[Task item]:
What is the number of lines in these entries that contain "dirt"? State it alone.

(Exercise materials Opens)

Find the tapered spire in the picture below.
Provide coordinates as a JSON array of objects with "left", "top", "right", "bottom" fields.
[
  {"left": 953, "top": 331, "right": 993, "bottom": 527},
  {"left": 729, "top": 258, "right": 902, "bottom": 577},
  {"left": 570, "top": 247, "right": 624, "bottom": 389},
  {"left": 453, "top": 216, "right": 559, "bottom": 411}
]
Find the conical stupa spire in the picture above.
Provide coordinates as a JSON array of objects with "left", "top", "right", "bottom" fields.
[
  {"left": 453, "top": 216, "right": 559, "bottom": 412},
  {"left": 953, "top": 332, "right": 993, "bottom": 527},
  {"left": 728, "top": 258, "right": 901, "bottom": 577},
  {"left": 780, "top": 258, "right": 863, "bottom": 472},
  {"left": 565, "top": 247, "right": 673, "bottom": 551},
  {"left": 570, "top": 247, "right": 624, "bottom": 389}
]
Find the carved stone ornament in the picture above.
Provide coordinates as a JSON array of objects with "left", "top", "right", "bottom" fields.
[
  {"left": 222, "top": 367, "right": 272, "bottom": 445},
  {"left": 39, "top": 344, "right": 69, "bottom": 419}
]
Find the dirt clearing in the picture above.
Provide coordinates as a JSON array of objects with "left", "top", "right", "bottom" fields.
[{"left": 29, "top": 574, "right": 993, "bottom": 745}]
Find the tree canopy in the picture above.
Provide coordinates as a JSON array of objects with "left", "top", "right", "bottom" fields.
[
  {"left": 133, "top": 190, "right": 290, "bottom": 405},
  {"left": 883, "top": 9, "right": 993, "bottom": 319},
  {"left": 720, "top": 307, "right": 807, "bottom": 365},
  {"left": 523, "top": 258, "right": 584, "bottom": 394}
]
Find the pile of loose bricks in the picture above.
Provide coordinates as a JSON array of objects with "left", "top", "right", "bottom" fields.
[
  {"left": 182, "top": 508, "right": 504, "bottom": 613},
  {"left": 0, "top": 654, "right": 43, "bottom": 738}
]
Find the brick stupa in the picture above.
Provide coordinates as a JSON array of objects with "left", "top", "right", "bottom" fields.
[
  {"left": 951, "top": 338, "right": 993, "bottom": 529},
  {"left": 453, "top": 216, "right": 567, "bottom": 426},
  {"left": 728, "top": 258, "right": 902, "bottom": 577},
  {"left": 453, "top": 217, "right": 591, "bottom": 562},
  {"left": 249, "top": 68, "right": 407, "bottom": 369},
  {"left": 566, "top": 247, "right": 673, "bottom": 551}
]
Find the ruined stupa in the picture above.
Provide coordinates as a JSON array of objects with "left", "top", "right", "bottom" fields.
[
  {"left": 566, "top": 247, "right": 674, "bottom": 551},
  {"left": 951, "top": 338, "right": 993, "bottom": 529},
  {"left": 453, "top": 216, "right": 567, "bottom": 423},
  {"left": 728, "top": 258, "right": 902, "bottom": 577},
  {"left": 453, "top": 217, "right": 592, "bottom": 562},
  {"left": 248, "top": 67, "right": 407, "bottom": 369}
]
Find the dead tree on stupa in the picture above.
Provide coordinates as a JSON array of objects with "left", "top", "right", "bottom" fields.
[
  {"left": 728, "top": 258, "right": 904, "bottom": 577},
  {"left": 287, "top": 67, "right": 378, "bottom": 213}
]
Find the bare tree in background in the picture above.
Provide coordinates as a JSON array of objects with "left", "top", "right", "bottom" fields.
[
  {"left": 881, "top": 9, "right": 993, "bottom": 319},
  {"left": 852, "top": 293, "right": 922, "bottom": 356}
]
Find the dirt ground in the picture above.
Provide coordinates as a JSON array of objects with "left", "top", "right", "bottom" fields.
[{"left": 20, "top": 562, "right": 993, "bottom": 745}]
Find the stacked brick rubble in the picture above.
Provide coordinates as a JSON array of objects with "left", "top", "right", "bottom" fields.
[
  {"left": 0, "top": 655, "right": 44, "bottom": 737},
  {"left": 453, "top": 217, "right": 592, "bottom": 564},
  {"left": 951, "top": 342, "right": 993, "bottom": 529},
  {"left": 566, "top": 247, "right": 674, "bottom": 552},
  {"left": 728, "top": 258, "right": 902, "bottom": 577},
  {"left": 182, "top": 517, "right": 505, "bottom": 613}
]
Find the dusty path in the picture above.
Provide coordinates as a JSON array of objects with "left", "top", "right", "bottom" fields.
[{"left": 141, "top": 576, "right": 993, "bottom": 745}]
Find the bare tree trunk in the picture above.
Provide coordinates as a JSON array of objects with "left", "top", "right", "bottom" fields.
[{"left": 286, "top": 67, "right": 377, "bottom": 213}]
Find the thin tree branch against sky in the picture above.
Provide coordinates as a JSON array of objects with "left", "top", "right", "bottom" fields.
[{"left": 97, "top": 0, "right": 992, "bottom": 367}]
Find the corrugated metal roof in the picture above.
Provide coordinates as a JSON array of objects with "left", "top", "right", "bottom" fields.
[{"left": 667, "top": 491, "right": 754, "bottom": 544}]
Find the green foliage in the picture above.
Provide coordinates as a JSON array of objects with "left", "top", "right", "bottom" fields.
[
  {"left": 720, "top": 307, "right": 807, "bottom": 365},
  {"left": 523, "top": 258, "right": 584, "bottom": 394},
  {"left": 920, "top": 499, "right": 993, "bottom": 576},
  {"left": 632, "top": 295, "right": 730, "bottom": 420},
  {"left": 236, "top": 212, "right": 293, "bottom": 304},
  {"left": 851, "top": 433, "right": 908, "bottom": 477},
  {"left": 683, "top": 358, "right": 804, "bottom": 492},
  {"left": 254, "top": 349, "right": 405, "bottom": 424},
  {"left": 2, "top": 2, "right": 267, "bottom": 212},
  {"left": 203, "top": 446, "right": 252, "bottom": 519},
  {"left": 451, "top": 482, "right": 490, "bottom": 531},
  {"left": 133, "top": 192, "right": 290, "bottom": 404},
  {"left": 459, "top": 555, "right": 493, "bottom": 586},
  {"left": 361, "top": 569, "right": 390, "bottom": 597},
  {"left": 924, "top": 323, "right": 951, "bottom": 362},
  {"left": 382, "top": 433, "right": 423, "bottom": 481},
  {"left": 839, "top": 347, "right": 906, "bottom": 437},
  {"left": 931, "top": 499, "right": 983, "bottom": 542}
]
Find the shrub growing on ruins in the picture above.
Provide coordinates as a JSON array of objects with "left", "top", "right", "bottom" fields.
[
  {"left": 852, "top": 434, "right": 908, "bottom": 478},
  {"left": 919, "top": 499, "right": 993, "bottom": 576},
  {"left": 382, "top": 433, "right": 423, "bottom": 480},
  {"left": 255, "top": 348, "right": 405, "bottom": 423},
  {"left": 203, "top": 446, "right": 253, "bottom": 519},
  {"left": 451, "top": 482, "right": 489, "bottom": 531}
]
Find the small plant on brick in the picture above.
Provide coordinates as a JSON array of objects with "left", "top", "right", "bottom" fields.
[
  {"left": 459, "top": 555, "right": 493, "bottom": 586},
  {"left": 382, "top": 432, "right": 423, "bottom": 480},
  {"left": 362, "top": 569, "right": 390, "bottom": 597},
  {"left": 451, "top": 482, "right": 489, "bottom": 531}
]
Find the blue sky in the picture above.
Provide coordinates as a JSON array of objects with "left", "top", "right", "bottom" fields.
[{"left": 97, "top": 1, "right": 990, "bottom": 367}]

(Exercise materials Closes)

[Solution to this problem]:
2